La renuncia del primer ministro canadiense Justin Trudeau ha generado conmoción en buena parte del mundo. Es que en sus diez años de gestión, convirtió a Canadá en la Meca de una forma de ver y ejecutar la política, en la cumbre del bienpensantismo socialdemócrata. Y a él mismo, en uno de los héroes máximos de esta forma de ver y analizar la política, tan simpática a los círculos formadores de opinión global.
Trudeau defendía la intervención del Estado en la economía a niveles absurdos. Al punto que pese a que su gobierno generó un déficit fiscal feroz, hace pocos meses intentó votar una ley para regalar 250 dólares a cada familia que tuviera ingresos menores a los 150 mil dólares anuales. Algo muy parecido a aquel “plan platita” del argentino Massa, cosa que costó al canadiense la renuncia escandalosa de su principal espada y ministra de economía, Chrystia Freeland.

[Datos recopilados]
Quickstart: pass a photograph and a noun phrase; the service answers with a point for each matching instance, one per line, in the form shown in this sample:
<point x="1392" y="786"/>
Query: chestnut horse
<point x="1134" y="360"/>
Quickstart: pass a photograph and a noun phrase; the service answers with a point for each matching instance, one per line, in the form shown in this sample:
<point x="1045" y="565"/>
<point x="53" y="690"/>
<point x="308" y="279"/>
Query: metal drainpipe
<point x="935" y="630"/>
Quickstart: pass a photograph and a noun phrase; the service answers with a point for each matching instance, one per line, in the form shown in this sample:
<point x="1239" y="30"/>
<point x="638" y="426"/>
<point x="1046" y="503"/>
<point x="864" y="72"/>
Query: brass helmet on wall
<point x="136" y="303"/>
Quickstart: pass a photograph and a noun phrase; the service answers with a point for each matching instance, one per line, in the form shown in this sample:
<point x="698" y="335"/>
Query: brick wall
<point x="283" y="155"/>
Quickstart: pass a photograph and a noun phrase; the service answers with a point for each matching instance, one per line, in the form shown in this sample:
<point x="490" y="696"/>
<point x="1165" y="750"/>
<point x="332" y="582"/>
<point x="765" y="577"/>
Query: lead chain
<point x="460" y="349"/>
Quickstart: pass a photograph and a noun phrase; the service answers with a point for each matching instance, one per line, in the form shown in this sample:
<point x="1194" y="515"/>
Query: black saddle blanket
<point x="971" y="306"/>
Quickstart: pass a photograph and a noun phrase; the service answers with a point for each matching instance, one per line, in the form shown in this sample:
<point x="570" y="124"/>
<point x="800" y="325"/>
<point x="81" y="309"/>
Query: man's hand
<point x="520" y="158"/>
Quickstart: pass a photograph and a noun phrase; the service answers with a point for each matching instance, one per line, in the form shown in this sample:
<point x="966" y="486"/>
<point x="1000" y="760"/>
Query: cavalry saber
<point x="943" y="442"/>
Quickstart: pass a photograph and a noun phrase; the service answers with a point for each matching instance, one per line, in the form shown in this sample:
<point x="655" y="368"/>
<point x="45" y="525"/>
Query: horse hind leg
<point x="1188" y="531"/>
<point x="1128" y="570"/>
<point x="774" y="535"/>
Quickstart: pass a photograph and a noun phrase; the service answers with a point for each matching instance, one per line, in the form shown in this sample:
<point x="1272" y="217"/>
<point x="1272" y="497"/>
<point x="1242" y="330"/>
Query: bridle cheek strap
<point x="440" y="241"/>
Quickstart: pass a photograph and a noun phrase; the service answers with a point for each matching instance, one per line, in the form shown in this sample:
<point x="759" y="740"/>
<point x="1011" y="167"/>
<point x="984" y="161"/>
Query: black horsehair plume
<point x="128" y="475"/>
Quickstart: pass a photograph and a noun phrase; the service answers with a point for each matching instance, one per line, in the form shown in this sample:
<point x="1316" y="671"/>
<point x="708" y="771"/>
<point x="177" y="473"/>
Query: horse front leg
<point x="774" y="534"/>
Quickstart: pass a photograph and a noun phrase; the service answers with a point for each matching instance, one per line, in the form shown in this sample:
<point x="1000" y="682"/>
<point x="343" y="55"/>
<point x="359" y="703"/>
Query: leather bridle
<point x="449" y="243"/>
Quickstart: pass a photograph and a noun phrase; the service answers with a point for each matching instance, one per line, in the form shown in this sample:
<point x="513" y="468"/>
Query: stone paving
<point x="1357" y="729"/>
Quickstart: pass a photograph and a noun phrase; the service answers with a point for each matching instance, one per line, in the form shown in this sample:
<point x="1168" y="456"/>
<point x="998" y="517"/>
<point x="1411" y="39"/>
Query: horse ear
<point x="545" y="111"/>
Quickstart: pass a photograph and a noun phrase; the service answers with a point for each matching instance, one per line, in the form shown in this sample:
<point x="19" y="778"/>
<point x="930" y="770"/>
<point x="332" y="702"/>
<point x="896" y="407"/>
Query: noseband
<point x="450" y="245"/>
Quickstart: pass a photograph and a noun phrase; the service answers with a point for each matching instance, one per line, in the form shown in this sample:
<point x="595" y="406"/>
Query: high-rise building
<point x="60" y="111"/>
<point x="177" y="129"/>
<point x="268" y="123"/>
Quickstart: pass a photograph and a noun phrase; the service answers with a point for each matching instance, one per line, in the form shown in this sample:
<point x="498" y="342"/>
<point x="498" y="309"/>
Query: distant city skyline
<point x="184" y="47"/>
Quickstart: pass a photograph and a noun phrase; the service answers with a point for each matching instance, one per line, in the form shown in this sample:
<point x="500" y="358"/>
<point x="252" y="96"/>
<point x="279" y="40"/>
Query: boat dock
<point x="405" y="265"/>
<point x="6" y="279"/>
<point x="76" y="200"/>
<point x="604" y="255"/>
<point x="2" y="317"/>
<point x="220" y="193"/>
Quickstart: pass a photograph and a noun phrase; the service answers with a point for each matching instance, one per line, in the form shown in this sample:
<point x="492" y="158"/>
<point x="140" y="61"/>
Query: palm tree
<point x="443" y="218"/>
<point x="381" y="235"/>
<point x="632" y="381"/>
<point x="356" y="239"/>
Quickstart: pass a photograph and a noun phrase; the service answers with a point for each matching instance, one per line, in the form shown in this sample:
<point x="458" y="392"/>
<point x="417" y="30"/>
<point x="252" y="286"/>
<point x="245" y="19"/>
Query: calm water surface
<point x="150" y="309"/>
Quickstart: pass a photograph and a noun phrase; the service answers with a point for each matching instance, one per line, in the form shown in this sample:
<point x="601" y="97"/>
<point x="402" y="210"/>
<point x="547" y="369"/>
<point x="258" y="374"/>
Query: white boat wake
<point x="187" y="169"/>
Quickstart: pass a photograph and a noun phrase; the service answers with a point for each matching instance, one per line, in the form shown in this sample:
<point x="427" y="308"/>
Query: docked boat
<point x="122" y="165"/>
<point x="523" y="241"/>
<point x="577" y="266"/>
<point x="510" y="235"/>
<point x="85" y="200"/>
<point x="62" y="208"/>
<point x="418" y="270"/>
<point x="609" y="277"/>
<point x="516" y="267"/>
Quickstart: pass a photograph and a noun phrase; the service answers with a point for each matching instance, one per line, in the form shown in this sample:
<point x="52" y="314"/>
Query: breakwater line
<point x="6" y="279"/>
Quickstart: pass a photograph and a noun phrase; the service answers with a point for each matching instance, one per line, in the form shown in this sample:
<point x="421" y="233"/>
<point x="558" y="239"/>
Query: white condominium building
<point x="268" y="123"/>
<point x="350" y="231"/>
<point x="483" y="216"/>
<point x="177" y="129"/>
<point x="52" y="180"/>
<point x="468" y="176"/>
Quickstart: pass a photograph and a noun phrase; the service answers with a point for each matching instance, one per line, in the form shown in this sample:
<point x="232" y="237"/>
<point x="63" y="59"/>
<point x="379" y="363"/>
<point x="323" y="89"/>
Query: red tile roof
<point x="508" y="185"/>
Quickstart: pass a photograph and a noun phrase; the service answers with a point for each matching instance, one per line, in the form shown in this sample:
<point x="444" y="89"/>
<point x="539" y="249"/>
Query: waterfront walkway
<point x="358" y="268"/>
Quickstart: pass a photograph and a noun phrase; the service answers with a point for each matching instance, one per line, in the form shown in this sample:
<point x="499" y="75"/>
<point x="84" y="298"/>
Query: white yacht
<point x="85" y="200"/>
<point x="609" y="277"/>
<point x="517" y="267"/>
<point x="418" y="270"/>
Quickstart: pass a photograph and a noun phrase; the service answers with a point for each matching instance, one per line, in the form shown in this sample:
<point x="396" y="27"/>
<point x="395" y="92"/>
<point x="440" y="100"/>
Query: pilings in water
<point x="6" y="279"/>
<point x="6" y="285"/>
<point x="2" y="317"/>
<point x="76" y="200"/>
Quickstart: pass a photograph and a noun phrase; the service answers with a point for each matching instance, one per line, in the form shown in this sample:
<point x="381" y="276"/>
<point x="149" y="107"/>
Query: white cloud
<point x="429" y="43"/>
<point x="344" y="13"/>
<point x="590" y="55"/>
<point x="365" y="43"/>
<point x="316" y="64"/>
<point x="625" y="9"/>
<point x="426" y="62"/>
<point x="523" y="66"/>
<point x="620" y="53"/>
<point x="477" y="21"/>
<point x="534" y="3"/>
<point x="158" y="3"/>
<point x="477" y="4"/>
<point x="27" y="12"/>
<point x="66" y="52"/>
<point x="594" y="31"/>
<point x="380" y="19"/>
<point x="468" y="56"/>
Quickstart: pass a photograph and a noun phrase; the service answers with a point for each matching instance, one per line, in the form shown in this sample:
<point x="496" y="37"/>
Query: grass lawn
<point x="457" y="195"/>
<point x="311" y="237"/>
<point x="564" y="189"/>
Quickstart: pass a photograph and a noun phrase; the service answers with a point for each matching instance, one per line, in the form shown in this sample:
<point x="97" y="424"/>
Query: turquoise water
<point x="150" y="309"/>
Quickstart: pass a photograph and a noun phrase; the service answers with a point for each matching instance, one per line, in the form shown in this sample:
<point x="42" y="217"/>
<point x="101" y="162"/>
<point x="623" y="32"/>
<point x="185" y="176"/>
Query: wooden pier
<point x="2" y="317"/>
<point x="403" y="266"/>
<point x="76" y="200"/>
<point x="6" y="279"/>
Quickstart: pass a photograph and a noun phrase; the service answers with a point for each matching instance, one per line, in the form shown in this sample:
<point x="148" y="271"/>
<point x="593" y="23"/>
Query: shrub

> Actividades por realizar
1. Según el texto sobre la renuncia de Trudeau, ¿por qué esa renuncia generó conmoción en buena parte del mundo? Responde en una a tres oraciones.
2. Prosigue el texto sobre la renuncia de Trudeau a partir de su última oración.

> Respuestas propuestas
1. Generó conmoción porque, en sus diez años de gestión, Trudeau convirtió a Canadá en la Meca de una forma de ver y ejecutar la política, la cumbre del bienpensantismo socialdemócrata. Además, él mismo llegó a ser uno de los héroes máximos de esa visión, muy simpática a los círculos formadores de opinión global.

2.
Trudeau fue el paladín de la lucha contra el cambio climático, generando un impuesto al carbono, que desató un espiral inflacionario y un aumento del costo de vida, que terminó por dar el golpe de gracia a su mermante apoyo popular.
Trudeau también fue el máximo defensor de las cuarentenas y las políticas más duras contra el Covid. Pero no sólo eso. Sino que lanzó a la política de su país a la caza de cualquiera que osara cuestionar estas medidas draconianas, acusando de “desinformación” a todo el que se le opusiera. Es más, al enfrentar una protesta masiva de camioneros, llegó a clausurarles cuentas bancarias y a enviar gente a la cárcel, por el simple ejercicio de la libertad de expresión.
Desde ya que Trudeau, además, lideró la aplicación de la llamada “agenda de derechos” a niveles asombrosos. Desde imponer por ley la obligación de referirse a la gente por los pronombres que ellos desearan hasta imponer una ley de eutanasia, donde la simple alegación de malestar emocional alcanza para solicitar el suicidio asistido.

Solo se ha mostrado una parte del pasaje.